*抜粋*.
--------------------------------------------------

お疲れ様です。まずもって注意として考察ではなく素人の感想です。
その点個人的視点、曲解があってもご容赦ください。
また、普段の私のテンションとは違うのは本作の内容柄です。

さて、新海監督の作品は『秒速』以来ノベライズ含めその美麗なデザインと、特に『君の名は』以降の野田洋次郎との音楽共作が功を奏し、素晴らしい出来となっているのはいうまでもありませんね。ゆえ、一応全部見てはいたのですが、本作については、題材がら敬遠していたタイトルではありましたがテレビ放映を期に見て、やはり、非常に辛くなった作品でもあるし、映画好きの自分を以てしても多分映画館では見る勇気はなかったなと思います。同時に考えることが多かったです。あまりまとまらないのは申し訳ないです。

能登、熊本、阪神淡路、関東大震災、そして3.11。色々な言葉が明滅します。

※以下、私の個人的私見ですし、題材が非常にセンシティブゆえ攻撃的・否定的ご意見はお控えください。あくまで一意見です。

・震災だけではないのかもしれない。

言うまでもなく、本作は東日本大震災やあらゆる災害を中核に描かれています。繰り返される災害シーン、2024年にしたって能登の震災があったりで、dimコード(かな?)が鳴る緊急地震速報の音、黒塗りの3.11のページはあまりにショッキングでありました。このため私はテレビでしたが、一度止めないと悪心で吐きそうになるほどだったので少し休憩しながら見ました。

--------------------------------------------------

*課題の説明*.
抜粋のうち、「その点個人的視点、曲解があってもご容赦ください。」から「ださい。あくまで一意見です。」までを一字一句変えずに抜き出しなさい。 このあとのデータは、上の抜粋とは関係がありません。

--------------------------------------------------

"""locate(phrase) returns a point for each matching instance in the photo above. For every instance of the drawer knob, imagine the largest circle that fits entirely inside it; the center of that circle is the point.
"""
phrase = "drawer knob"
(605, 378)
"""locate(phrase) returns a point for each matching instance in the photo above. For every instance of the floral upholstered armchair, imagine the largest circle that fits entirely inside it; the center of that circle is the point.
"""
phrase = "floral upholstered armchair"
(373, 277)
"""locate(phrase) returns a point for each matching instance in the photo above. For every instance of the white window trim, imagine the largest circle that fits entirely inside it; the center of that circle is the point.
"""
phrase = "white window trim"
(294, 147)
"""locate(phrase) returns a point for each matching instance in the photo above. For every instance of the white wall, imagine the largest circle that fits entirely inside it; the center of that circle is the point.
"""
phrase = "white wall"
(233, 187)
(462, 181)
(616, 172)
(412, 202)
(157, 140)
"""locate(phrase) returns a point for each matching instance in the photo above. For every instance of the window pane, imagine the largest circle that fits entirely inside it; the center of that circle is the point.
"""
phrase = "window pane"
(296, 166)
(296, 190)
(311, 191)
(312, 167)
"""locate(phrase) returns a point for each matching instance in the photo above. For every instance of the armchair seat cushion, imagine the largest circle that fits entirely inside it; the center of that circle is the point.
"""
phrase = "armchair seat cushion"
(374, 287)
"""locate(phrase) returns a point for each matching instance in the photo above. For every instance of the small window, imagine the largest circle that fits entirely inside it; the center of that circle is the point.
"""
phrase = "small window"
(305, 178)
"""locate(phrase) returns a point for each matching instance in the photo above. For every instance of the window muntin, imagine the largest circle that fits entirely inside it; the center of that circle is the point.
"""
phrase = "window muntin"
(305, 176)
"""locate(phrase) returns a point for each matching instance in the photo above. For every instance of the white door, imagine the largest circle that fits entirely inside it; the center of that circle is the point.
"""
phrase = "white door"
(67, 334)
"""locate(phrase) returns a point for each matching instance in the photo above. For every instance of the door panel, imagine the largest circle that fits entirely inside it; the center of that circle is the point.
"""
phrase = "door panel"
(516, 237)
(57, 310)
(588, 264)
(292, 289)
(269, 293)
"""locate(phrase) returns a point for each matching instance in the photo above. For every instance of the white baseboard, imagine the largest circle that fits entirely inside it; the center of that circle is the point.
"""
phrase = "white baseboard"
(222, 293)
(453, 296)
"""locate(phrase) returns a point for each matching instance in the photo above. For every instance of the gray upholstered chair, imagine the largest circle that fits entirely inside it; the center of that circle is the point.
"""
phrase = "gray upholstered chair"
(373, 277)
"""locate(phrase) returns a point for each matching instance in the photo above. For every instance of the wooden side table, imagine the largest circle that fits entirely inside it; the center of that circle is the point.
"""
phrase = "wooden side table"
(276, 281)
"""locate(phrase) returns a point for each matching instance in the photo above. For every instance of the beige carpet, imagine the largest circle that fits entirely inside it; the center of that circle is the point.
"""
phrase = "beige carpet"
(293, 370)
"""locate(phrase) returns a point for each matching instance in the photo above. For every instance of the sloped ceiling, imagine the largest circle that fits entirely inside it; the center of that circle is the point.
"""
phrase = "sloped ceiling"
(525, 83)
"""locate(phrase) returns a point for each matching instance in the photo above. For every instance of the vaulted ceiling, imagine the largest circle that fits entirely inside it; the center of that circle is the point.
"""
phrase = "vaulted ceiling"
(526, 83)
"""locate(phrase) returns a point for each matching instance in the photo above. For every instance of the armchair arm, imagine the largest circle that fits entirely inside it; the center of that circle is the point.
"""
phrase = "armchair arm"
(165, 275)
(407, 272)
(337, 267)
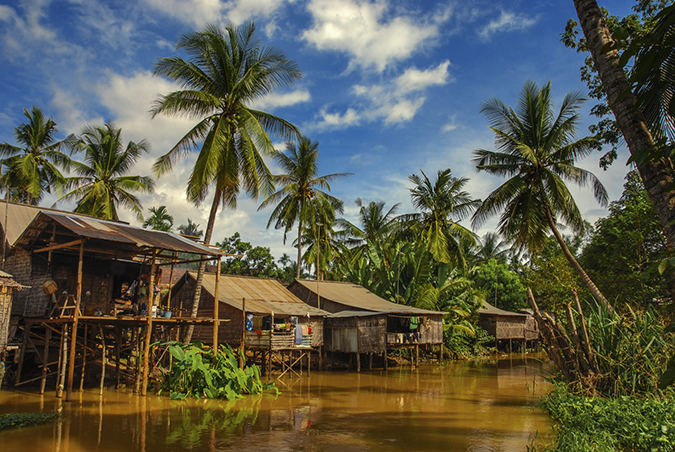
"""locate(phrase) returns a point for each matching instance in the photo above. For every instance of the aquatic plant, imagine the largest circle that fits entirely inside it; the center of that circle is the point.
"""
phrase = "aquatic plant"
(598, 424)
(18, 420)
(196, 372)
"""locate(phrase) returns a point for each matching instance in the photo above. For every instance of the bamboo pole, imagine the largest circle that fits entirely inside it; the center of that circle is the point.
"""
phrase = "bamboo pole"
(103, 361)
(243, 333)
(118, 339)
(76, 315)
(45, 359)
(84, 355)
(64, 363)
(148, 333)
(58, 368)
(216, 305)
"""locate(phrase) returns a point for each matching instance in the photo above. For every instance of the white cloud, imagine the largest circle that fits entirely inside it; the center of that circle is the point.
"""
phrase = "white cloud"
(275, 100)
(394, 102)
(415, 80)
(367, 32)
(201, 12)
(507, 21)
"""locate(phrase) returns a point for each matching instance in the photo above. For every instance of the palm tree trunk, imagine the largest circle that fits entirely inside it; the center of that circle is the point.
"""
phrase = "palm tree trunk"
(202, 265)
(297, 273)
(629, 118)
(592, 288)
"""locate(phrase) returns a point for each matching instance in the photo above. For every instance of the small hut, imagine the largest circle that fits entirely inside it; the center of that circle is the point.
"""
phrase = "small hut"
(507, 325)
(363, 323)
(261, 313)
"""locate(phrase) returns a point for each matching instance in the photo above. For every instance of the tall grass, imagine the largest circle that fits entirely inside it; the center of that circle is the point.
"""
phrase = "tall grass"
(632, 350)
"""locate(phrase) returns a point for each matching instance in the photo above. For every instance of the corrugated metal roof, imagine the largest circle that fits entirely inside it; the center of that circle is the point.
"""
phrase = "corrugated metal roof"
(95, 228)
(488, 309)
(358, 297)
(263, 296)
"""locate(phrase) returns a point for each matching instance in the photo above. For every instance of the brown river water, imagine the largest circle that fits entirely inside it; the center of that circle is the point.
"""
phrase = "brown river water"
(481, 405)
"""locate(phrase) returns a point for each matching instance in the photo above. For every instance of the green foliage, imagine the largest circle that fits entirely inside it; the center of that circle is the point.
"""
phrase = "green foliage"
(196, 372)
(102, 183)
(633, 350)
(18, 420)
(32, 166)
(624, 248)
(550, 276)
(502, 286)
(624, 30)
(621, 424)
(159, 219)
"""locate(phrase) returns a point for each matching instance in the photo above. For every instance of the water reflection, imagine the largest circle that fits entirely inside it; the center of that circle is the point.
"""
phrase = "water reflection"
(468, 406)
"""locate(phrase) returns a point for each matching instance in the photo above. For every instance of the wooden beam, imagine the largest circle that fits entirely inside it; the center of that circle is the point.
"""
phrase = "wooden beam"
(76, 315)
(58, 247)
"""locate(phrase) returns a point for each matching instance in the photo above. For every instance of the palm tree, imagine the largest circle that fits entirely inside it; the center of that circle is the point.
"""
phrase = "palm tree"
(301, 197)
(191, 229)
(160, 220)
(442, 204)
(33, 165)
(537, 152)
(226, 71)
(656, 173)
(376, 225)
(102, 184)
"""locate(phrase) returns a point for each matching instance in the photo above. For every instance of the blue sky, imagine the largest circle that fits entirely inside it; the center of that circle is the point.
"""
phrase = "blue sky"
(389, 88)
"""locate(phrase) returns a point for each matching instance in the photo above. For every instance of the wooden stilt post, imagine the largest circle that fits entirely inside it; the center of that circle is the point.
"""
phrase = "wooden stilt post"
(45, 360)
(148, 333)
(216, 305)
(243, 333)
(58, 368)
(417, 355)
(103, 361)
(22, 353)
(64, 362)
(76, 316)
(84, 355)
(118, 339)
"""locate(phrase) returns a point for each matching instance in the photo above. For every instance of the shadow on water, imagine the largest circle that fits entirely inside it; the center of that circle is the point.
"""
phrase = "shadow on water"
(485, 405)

--------------------------------------------------

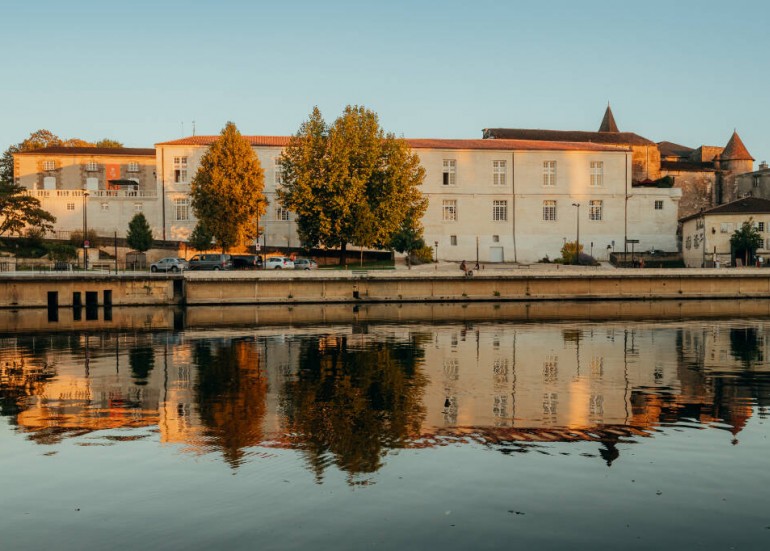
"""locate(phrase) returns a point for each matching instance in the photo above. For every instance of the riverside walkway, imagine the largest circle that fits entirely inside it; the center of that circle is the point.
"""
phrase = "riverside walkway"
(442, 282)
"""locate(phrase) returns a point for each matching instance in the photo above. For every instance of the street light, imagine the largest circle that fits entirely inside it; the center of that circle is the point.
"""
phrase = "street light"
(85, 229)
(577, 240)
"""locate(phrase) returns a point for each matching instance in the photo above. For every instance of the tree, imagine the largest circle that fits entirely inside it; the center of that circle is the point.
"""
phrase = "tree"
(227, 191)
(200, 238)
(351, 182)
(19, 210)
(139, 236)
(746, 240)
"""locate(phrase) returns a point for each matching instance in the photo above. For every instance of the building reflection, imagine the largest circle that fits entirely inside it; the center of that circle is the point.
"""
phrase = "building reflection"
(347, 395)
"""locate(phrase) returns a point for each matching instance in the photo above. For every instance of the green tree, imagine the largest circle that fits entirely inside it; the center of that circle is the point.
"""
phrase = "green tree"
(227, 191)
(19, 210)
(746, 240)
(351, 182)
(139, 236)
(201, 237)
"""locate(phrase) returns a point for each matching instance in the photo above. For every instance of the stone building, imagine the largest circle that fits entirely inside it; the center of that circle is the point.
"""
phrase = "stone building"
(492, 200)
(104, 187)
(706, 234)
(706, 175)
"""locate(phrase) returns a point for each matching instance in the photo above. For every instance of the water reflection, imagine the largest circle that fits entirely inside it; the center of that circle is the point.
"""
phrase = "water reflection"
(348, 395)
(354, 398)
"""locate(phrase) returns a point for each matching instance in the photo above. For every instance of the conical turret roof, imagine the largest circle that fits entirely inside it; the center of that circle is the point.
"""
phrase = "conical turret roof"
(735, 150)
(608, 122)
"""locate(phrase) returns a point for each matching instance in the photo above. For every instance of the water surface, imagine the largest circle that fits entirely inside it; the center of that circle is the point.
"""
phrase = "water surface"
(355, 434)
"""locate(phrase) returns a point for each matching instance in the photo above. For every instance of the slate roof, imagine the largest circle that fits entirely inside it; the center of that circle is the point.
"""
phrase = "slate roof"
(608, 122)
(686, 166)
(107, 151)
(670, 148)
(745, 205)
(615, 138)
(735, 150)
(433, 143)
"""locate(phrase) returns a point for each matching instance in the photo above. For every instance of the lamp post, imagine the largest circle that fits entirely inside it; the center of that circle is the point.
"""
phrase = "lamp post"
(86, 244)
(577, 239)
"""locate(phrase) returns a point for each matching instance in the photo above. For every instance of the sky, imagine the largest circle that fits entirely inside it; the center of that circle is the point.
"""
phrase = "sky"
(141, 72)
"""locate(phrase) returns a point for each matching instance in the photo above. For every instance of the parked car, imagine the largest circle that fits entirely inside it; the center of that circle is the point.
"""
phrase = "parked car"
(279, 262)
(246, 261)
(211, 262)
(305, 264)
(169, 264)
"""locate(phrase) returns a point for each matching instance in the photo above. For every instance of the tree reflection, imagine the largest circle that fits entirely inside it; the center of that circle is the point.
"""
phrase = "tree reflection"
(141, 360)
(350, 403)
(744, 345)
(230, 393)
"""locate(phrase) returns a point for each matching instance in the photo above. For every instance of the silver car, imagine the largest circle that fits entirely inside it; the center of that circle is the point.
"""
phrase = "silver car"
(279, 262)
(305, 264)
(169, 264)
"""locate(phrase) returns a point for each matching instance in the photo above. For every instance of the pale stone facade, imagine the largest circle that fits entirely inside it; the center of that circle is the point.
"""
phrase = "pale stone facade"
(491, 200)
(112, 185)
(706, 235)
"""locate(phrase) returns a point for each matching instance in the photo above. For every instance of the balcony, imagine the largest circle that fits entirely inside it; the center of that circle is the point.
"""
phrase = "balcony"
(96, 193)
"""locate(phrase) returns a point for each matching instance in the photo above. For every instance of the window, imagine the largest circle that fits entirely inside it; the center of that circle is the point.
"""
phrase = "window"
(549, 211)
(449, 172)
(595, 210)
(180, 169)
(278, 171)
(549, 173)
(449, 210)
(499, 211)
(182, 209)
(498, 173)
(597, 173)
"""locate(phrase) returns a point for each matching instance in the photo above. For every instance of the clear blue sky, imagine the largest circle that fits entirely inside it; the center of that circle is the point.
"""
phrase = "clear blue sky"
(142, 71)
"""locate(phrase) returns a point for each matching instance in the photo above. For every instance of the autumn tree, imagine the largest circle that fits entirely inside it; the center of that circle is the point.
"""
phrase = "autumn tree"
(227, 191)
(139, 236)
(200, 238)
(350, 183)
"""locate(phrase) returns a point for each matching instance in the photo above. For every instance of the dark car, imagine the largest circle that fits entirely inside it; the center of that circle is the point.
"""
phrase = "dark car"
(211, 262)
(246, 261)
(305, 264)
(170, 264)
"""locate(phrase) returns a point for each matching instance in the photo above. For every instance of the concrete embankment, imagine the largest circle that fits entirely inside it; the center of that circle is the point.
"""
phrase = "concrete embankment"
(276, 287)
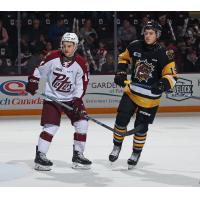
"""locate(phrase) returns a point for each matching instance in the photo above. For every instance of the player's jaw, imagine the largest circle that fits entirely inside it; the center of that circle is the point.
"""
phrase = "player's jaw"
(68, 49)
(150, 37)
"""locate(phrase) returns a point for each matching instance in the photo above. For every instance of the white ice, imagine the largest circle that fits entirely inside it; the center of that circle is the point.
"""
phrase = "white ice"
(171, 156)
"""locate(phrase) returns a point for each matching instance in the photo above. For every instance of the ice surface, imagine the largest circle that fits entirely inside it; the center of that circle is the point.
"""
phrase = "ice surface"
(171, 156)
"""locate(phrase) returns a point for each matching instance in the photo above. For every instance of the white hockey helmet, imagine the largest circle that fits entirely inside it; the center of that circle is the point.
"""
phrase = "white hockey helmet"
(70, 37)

--------------------------------------------------

*解答*.
その点個人的視点、曲解があってもご容赦ください。
また、普段の私のテンションとは違うのは本作の内容柄です。

さて、新海監督の作品は『秒速』以来ノベライズ含めその美麗なデザインと、特に『君の名は』以降の野田洋次郎との音楽共作が功を奏し、素晴らしい出来となっているのはいうまでもありませんね。ゆえ、一応全部見てはいたのですが、本作については、題材がら敬遠していたタイトルではありましたがテレビ放映を期に見て、やはり、非常に辛くなった作品でもあるし、映画好きの自分を以てしても多分映画館では見る勇気はなかったなと思います。同時に考えることが多かったです。あまりまとまらないのは申し訳ないです。

能登、熊本、阪神淡路、関東大震災、そして3.11。色々な言葉が明滅します。

※以下、私の個人的私見ですし、題材が非常にセンシティブゆえ攻撃的・否定的ご意見はお控えください。あくまで一意見です。